- What is asked
Can you echo every one of the records below word for word, leaving out the pictures?

#### Material supplied

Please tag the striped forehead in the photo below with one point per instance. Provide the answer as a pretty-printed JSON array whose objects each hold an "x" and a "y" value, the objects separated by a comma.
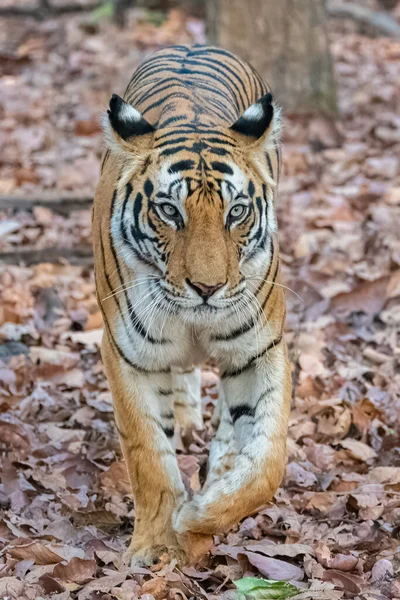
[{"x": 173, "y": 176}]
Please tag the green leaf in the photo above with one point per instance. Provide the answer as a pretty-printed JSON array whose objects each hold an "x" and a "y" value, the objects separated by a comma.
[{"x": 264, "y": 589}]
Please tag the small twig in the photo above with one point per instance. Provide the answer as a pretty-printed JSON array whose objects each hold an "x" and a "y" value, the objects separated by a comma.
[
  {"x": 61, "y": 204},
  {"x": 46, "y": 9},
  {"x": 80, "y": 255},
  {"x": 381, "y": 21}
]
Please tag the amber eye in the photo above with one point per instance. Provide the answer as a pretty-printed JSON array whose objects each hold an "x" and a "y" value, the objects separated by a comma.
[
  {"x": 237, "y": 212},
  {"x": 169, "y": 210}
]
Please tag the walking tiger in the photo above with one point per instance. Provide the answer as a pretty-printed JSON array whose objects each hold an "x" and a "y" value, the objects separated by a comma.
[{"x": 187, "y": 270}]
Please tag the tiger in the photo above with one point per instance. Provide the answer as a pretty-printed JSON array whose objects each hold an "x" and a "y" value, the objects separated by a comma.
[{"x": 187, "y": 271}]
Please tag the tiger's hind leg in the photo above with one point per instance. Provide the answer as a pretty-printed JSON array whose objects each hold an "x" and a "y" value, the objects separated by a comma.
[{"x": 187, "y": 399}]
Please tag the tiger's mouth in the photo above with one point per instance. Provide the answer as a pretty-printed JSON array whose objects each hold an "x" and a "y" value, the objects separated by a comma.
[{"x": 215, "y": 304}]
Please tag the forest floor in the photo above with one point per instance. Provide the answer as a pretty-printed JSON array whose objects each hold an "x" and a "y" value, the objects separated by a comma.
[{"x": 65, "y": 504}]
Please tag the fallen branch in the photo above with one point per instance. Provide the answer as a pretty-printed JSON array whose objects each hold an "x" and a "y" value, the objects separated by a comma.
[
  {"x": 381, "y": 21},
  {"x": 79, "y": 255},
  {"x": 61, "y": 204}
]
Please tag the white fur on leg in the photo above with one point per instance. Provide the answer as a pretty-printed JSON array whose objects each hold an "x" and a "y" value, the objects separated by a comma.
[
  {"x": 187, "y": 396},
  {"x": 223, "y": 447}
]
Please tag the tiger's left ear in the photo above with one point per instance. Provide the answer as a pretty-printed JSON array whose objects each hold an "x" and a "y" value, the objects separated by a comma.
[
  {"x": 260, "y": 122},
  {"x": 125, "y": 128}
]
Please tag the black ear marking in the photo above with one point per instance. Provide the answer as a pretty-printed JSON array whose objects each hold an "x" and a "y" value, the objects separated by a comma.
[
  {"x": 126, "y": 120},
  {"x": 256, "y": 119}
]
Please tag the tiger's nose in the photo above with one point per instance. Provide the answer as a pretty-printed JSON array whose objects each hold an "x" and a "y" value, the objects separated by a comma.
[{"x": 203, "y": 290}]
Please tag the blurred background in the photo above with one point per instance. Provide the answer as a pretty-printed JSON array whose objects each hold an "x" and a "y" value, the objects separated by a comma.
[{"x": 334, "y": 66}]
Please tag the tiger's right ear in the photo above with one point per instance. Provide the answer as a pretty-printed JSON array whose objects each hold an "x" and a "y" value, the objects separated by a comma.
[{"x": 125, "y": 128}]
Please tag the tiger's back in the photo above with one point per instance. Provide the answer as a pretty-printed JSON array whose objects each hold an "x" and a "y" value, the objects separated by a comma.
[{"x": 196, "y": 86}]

########

- Task response
Please tag the striped forehead in the photo below with one point per instance. Provide the answer as a pretty-printed JSON array whose objects each hold an "x" and a "y" value, the objects separated by a comma.
[{"x": 173, "y": 176}]
Please tag the green leaf in the photo above with one point per instance. Provide the answer as a pretty-printed JSON array whose objects each hold an "x" and a "y" value, the objects separated by a comma.
[{"x": 264, "y": 589}]
Please tag the small twig in the photo above with one point per instance. Provide the answer as a pretty-printed JSON array whose objects each hold an "x" and a "y" value, the objects separated by a comma.
[
  {"x": 61, "y": 204},
  {"x": 46, "y": 9},
  {"x": 80, "y": 255},
  {"x": 381, "y": 21}
]
Please tag the amber eye in the photo above with one point per instance. Provide the answer as a pretty-printed JSON array whose objects each hold an "x" and a "y" value, the objects separated by a comma.
[
  {"x": 237, "y": 212},
  {"x": 169, "y": 210}
]
Please tag the walking tiger in the photo above with one point per instance. Provide the answer as a pretty-printed JSON array whose objects each hold an "x" and a "y" value, the objects separated by a comma.
[{"x": 187, "y": 270}]
Please tag the tiger in the photo above with one point per instance. Provide the answer as a pretty-printed JSON array whose objects each hold an "x" and a "y" value, the objects separated by a comma.
[{"x": 187, "y": 271}]
Please tag the tiger's hind leg in the photo above with one point per instance. Provide the answer as a pretty-printed JSON array whose objects each hold an "x" and a "y" value, the objects separated by a comma.
[{"x": 187, "y": 399}]
Please tag the tiger's mouth in the photo above with one point per instance. Provide the answer as a pretty-printed JSON array whose objects each hold an "x" and a "y" value, the objects separated by a comma.
[{"x": 215, "y": 304}]
Please tag the forest floor in the photo above with one point per instance. Provide the answer as a pretty-printed JSON array whose objects each hold an "x" and a "y" value, the objects separated by a comma.
[{"x": 65, "y": 504}]
Please tag the fallen branch in the photo above with one point per instance. Provide the answer as a pretty-printed JSON array whose objects each hold an "x" and a "y" value, the objects separated by a comma.
[
  {"x": 381, "y": 21},
  {"x": 79, "y": 255},
  {"x": 61, "y": 204}
]
Please tag the white fur on leg in the photo above with one point per instance. Provide the answer as a pretty-printed JSON array whose objects each hold an "x" and a "y" value, the objects separated by a comma.
[
  {"x": 187, "y": 396},
  {"x": 223, "y": 447}
]
Please tag the tiger's left ear in the photo above with one point per instance. Provide the answer as a pretty-printed JSON array whose objects each hold an "x" and a "y" value, the objects separated by a comma.
[
  {"x": 260, "y": 122},
  {"x": 125, "y": 128}
]
Please tag the black ear marking in the photo above with one point per instance. Provide the answer as a pretty-printed JSON array whose objects each hold an "x" and a "y" value, the objects separated by a comma.
[
  {"x": 126, "y": 120},
  {"x": 256, "y": 119}
]
Please tag the tiger's nose in the photo above with one point per instance. Provide the answer as a pretty-printed JSON array whose objects each hold an "x" and a "y" value, the objects separated by a comma.
[{"x": 203, "y": 290}]
Please tag the blurred background in the photo above with one point per instance. Provide the answer as a pretty-printed JSON array whose objects each hold an "x" and a "y" value, the objects separated by a comma.
[{"x": 334, "y": 66}]
Please tag the tiger's right ear in the photo above with one point per instance. Provide the answer as a pretty-printed JSON array whose objects each hold an "x" and a "y" value, the objects separated by a comma.
[{"x": 125, "y": 128}]
Please tag the tiger's back in the photo above with one point per instance. Provide the answer as a pretty-printed JSON array whose objects each hold an "x" and a "y" value, the objects separated by a comma.
[{"x": 196, "y": 86}]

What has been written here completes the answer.